Activity: Output the data exactly, with every line intact.

Stored data:
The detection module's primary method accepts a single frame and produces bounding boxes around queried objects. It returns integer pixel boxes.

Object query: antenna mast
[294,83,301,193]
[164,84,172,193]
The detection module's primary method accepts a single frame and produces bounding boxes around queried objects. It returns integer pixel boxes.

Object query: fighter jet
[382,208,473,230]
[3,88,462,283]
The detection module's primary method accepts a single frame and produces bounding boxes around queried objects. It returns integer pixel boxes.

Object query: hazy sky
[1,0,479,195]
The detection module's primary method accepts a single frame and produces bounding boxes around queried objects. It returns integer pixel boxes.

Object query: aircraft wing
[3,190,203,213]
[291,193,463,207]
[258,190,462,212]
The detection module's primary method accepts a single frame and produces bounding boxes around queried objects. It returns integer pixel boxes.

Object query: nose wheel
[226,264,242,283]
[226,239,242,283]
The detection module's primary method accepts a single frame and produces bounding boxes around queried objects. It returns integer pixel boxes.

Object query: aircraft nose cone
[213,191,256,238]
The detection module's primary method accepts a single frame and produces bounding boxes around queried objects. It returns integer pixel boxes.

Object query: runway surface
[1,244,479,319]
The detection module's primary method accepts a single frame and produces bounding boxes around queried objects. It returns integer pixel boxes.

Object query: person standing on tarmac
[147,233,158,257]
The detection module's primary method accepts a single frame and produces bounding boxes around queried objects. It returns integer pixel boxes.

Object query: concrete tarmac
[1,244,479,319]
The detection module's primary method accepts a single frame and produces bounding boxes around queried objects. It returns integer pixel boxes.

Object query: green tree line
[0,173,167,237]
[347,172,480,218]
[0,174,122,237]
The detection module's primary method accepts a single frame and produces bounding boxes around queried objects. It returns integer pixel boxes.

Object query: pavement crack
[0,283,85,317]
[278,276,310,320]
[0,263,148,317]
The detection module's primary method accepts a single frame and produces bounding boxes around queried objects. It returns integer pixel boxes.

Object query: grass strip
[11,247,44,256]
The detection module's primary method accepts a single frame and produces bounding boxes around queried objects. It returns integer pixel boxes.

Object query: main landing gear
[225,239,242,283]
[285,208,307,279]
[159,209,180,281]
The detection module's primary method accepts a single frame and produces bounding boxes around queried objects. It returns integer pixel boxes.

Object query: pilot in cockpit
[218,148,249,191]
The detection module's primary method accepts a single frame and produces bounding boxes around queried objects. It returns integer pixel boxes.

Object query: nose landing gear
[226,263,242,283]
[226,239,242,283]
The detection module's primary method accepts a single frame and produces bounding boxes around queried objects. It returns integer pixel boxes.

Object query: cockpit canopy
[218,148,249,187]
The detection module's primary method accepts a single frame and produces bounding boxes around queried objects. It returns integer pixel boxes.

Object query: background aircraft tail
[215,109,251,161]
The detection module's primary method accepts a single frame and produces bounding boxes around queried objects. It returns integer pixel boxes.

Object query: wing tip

Written reply:
The detection module's primary method accepts a single frame and produces bounding boxes around queried objects. It returns integer pixel boxes.

Object query: antenna mast
[294,83,301,193]
[164,84,172,193]
The detection module's primary method accepts a single frame and produces bounding boxes around queried objects. It returns integer pixel boxes.

Object query: fighter jet
[382,208,473,230]
[3,88,462,283]
The detection module's primary method accepts a single frame and produces bounding boxes around queried objects. It returns integer pixel boxes.

Object query: hazy sky
[1,0,479,195]
The detection module's primary method accepts a single frame and produces bounding boxes around queried objects. It returns integer pixel boxes.

Object query: aircraft wing
[3,190,203,213]
[291,193,463,207]
[258,190,462,212]
The detection module's primary method accepts a single frame and produces bounding boxes around queried objects. It returns integer pixel boxes.

Object query: nose wheel
[226,264,242,283]
[226,239,242,283]
The detection module's primary method accepts a single frame and produces bounding boxes around queried objects. It returns integer pixel boxes.

Object query: aircraft nose cone
[213,191,256,238]
The detection module's primary method accepts a single frame and produces bounding boxes around queried objects. It returns integer pixel boxes.

Object query: runway surface
[1,244,479,319]
The detection module's primary method accepts a single frame and produces bounding boxes around queried objects. It returns integer pixel boxes.

Object query: person standing on tarmac
[147,233,158,257]
The detection module's primary method accepts a single frame and produces bounding boxes around queried objects. It returns integer pixel boxes.

Object query: concrete tarmac
[1,244,479,319]
The detection module's primary method accepts a single frame and produces bounding boxes around queried objects. It returns integer pixel boxes.

Object query: green tree line
[0,173,167,237]
[347,172,480,218]
[0,174,122,237]
The detection module's primary method accepts a single frame and produces bounding boxes around queried objects. It returns integer pixel boxes.

Object query: pavement crack
[0,283,85,317]
[278,276,310,320]
[0,263,148,317]
The detection module's primary method accepts a single frame and produces bounding boxes around queried objects. It returns integer pixel boxes.

Object query: grass strip
[11,247,44,256]
The detection module's primary method accepts a single frame and produces bounding boxes around queried objects. It returns integer pixel boxes.

Object query: main landing gear
[225,239,242,283]
[285,208,307,279]
[159,209,180,281]
The detection module's primary method accepts a single frame and produces bounding boxes around queried objects. It returns integer pixel boxes.

Object query: pilot in cockpit
[218,148,249,191]
The detection module's primary method accepts a single frame and produces bounding boxes around queried objects. It returns integer pixel boxes.

Object query: nose landing gear
[226,263,242,283]
[226,239,242,283]
The detection module's primary method accepts a single frame and produces bounding boxes around queried objects. It returns integer pixel boxes.

Object query: cockpit canopy
[218,148,249,187]
The detection module's primary method accepts a single frame and produces bounding boxes around queried objects. It returns integer pixel boxes.

Object query: background aircraft tail
[215,109,251,161]
The detection module's primary method accepts a single frame and produces bounding boxes around queried objects. It returns integer pixel boxes.

Object query: wing tip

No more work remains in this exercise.